- _Task prompt_
Only the lines from the line containing "Would you kindly indicate the light" to the end of the records, both included, belong in the answer, copied exactly.

***** Study material *****

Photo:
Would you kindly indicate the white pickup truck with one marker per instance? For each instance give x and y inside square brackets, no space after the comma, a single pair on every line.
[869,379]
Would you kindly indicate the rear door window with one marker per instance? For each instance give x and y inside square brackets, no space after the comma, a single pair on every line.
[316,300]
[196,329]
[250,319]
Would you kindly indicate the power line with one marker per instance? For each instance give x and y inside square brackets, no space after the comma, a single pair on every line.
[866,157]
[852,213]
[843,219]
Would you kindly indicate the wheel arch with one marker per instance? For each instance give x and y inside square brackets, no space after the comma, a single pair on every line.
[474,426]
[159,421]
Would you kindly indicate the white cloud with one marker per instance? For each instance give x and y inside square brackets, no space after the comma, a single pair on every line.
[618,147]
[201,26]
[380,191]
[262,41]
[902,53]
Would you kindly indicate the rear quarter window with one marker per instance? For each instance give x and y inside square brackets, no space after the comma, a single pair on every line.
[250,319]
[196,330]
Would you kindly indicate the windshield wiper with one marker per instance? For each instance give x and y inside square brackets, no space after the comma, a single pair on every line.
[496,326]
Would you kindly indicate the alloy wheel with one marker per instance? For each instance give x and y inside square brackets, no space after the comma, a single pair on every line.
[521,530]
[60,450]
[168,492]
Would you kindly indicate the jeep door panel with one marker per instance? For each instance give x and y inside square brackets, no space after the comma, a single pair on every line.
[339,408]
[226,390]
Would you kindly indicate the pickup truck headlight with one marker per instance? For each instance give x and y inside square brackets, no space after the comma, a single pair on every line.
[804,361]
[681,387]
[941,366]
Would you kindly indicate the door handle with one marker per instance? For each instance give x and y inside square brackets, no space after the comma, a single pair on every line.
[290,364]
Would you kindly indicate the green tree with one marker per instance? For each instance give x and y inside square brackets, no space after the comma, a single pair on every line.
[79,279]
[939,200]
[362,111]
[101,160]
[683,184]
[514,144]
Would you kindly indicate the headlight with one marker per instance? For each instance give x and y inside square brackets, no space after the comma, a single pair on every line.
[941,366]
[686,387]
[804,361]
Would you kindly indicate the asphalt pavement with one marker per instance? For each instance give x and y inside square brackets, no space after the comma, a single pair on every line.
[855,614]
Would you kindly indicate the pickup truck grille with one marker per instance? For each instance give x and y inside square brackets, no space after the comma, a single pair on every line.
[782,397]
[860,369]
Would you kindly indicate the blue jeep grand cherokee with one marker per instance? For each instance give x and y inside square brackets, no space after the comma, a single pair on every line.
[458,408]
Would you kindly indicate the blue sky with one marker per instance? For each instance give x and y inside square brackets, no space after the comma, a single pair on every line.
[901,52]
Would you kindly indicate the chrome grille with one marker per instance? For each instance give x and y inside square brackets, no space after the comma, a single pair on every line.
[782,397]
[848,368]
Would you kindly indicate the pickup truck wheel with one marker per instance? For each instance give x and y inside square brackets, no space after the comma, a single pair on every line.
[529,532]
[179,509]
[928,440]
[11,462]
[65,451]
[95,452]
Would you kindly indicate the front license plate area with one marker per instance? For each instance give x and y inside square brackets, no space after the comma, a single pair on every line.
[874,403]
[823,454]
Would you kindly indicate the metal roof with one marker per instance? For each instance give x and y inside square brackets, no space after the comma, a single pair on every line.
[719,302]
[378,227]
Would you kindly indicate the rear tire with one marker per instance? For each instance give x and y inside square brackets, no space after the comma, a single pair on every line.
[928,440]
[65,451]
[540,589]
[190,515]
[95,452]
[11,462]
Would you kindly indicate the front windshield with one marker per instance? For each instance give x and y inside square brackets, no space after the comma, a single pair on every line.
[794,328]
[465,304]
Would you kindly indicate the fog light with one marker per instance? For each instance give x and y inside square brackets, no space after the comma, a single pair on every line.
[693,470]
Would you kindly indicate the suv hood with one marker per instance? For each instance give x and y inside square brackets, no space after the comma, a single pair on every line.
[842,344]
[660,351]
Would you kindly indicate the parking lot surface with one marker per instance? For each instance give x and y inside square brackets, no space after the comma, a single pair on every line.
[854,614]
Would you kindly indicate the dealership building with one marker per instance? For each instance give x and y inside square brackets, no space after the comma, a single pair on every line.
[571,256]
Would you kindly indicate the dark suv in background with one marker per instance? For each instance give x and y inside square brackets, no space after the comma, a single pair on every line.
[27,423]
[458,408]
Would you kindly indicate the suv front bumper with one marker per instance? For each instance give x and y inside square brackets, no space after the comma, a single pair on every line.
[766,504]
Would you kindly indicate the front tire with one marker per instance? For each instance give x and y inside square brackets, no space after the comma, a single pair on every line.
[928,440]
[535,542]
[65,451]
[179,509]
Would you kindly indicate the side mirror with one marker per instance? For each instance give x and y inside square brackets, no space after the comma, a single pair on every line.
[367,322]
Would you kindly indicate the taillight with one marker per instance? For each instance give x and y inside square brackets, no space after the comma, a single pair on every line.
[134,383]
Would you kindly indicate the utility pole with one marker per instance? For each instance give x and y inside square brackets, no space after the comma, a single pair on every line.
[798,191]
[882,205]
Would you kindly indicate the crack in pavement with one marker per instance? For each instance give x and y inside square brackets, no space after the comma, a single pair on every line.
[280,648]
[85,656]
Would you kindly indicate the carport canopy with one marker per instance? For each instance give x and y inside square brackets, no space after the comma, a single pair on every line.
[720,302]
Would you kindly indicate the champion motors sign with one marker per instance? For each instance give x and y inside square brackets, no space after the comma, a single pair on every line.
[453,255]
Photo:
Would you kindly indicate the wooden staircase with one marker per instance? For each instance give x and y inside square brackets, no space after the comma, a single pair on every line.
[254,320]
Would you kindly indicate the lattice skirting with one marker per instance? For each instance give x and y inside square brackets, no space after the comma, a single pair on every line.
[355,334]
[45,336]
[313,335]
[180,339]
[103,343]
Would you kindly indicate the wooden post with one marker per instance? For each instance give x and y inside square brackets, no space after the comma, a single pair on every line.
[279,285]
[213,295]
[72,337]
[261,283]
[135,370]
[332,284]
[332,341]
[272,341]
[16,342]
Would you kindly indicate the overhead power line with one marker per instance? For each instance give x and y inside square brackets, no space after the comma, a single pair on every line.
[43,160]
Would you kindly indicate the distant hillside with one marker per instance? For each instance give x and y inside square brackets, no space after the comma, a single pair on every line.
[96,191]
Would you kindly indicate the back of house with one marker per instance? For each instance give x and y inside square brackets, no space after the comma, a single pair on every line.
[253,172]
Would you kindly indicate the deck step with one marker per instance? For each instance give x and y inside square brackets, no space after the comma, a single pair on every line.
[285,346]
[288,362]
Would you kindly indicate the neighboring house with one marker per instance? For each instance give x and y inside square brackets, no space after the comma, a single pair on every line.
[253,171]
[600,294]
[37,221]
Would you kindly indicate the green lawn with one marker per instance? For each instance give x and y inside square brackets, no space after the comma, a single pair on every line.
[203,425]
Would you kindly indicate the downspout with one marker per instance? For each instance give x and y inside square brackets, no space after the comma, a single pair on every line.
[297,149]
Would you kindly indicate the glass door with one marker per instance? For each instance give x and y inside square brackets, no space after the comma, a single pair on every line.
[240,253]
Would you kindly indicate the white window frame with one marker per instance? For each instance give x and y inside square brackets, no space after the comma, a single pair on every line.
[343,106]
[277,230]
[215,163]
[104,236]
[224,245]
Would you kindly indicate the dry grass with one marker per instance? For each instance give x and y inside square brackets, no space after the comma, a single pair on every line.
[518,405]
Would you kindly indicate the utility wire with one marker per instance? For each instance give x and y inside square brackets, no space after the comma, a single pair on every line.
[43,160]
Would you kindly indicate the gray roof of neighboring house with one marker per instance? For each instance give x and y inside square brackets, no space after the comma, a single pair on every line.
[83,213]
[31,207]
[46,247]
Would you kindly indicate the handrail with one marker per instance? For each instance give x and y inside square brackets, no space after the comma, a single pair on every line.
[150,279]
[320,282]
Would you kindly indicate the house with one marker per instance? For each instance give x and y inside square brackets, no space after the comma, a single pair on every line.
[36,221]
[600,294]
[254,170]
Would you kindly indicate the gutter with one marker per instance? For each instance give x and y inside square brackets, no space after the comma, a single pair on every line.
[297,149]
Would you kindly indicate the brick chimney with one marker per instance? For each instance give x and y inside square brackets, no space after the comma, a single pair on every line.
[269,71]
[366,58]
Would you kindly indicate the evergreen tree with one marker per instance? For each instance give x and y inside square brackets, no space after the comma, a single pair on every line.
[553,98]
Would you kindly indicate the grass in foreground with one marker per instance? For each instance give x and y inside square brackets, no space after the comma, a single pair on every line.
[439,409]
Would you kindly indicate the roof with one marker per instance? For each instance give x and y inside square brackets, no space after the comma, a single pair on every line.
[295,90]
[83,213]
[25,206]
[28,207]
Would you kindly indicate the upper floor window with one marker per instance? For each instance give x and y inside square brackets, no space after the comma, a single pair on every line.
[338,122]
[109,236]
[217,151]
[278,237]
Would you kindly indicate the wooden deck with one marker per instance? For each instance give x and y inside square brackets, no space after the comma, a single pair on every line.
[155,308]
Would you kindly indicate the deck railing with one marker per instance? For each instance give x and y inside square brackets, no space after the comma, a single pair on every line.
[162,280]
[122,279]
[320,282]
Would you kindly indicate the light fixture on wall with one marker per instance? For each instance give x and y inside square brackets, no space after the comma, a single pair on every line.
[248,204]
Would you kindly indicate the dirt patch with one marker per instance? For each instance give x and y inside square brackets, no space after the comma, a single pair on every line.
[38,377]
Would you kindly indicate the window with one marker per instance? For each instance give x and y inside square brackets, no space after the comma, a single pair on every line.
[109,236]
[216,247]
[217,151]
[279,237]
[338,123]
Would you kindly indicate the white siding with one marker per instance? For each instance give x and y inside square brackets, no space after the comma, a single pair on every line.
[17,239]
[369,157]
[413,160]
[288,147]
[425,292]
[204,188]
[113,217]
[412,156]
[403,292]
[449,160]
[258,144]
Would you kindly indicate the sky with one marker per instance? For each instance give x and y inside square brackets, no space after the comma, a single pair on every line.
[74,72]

*****

- _Response_
Would you kindly indicate the light fixture on wall with one marker per instance? For each instance give x and y inside square brackets, no space after the comma, a single pair on every line.
[248,204]
Would you kindly indicate the dirt patch with one marker per instance? For each instance give x and y inside square brackets, no space after the comma, a single pair on every line.
[38,377]
Would you kindly indicate the window with one marker per instance? For each instance give x and y inside square brackets, no space after the comma, a single pair on every line.
[109,236]
[216,247]
[217,151]
[279,237]
[338,123]
Would you kindly indicate the white siding with one marker per instance? For each instance give x and y inside square brackets, no space after the comma, a single pair on every line.
[17,239]
[369,157]
[413,160]
[288,147]
[425,292]
[204,188]
[113,217]
[412,156]
[403,292]
[449,160]
[258,144]
Would you kindly indicate the sky with one marker per instance? For each instance give x and y inside square brackets, no space after the comma, a single pair on every line.
[74,72]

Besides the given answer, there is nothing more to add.